» PARTS OF THE EXERCISE:
**A)** Rewrite the paragraph of the review that begins "Significance. If the central claim holds" in shorter form, keeping its main facts.
**B)** Reproduce verbatim the passage of the review that begins at the words "Significance. If the" and stops after the words "or value functions.".

» DOCUMENT:
#####

Significance. If the central claim holds after addressing potential biases in the gradient estimates, the result would be significant for MARL: it isolates joint sampling error as a distinct, fixable source of unreliability in independent PG methods and demonstrates a practical centralized sampling fix that preserves decentralized execution. This could improve training stability in cooperative settings without requiring fully centralized policies or value functions.

major comments (2)

[Abstract and §3 (CoSER description)] Abstract and CoSER method description: the paper states that joint actions are sampled from an adapted centralized behavior policy rather than from the product of the agents' independent policies, yet provides no importance-sampling correction (e.g., ratios ∏ π_i(a_i) / π_b(a)) or other unbiased estimator for the on-policy gradients. Because the data distribution differs from the joint on-policy distribution, standard REINFORCE-style updates applied directly to these trajectories are biased; this is load-bearing for the claim that observed reliability gains are attributable to reduced sampling error rather than to biased updates.

#####

» RECORDS:

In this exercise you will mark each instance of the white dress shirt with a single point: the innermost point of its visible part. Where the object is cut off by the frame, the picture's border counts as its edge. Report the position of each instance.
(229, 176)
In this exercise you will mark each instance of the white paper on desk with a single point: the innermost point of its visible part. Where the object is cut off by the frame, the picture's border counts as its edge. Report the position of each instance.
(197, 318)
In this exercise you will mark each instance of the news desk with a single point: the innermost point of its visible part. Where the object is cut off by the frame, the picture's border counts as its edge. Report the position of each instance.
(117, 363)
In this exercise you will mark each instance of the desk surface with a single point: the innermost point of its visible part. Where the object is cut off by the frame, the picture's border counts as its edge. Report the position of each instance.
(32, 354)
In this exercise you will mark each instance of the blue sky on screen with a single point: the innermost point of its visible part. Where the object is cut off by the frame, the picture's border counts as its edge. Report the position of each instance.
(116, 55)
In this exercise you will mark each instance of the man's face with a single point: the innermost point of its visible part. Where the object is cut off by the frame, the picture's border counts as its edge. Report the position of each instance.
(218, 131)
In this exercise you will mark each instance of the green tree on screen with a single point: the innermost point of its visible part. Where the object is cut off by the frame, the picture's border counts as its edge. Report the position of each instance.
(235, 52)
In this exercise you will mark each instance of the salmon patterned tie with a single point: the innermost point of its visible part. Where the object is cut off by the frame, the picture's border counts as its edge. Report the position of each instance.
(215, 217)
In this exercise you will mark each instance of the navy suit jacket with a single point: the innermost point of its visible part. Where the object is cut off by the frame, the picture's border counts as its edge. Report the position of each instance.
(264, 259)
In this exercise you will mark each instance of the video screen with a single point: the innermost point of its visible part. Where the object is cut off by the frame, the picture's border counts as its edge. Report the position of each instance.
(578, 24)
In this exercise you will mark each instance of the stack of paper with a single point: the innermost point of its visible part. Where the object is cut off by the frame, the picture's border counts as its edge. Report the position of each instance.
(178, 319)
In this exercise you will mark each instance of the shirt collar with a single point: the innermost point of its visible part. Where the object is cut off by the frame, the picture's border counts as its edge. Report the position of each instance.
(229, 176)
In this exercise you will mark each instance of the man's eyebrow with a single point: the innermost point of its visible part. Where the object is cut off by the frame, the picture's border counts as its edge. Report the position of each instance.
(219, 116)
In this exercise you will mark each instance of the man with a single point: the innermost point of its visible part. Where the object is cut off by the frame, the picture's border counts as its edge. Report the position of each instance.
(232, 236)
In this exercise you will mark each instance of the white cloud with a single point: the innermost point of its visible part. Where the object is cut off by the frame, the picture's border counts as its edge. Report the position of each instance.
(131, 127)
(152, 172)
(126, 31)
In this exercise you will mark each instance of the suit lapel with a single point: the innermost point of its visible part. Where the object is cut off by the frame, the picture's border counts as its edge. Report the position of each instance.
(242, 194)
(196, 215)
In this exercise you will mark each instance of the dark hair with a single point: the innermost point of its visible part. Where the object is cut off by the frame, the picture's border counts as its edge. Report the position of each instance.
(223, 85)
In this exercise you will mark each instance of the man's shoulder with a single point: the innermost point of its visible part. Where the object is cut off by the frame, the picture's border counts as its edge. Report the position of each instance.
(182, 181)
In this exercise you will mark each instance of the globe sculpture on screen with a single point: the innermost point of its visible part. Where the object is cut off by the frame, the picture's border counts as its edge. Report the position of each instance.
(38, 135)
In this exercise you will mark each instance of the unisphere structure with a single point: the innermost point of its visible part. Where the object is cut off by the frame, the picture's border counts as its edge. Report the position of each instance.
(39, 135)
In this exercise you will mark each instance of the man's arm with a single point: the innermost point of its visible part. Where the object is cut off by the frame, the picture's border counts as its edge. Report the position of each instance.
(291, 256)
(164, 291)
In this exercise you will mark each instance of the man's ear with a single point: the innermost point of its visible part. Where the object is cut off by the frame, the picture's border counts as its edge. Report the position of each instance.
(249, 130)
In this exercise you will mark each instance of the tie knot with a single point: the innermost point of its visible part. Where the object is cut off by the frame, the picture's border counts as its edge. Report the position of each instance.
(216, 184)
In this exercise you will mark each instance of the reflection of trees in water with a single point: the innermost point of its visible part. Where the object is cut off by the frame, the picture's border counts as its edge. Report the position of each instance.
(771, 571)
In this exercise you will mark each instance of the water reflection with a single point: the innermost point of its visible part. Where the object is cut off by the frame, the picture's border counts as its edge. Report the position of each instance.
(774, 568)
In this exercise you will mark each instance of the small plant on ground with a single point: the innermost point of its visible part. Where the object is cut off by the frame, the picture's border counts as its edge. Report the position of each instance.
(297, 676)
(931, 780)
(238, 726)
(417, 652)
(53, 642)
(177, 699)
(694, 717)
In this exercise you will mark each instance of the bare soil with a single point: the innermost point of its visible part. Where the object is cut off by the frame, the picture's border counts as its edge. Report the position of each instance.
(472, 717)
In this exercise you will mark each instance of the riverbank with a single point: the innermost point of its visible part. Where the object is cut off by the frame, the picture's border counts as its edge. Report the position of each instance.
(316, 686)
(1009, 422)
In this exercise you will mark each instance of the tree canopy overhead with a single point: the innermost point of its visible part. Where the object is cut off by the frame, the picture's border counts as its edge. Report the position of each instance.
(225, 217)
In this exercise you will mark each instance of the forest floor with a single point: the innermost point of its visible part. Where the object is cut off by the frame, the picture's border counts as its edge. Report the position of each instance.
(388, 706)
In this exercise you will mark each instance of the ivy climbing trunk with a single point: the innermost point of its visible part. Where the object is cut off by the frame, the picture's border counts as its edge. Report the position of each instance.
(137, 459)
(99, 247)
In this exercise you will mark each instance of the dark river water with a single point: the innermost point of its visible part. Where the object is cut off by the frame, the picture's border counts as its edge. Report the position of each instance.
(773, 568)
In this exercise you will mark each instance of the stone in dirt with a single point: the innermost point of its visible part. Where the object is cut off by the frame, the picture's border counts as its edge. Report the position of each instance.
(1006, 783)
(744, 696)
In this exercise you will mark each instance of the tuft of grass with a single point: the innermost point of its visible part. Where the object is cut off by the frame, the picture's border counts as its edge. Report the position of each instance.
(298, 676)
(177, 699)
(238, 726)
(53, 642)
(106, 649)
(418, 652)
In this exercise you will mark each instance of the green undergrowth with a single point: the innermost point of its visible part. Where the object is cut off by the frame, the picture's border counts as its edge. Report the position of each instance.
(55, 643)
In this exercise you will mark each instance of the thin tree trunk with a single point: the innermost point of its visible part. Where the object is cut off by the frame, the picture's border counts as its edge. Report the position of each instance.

#####

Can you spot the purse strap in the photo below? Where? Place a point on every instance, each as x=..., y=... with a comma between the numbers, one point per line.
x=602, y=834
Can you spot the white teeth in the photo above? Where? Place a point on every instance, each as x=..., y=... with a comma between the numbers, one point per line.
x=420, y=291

#####

» PER-TASK ANSWERS:
**A)** Provided the central claim survives scrutiny of possible gradient-estimate bias, the result matters for MARL: it singles out joint sampling error as a separate, correctable cause of unreliability in independent PG methods and offers a practical centralized sampling remedy that keeps execution decentralized. This could stabilize training in cooperative settings without fully centralized policies or value functions.

**B)**
Significance. If the central claim holds after addressing potential biases in the gradient estimates, the result would be significant for MARL: it isolates joint sampling error as a distinct, fixable source of unreliability in independent PG methods and demonstrates a practical centralized sampling fix that preserves decentralized execution. This could improve training stability in cooperative settings without requiring fully centralized policies or value functions.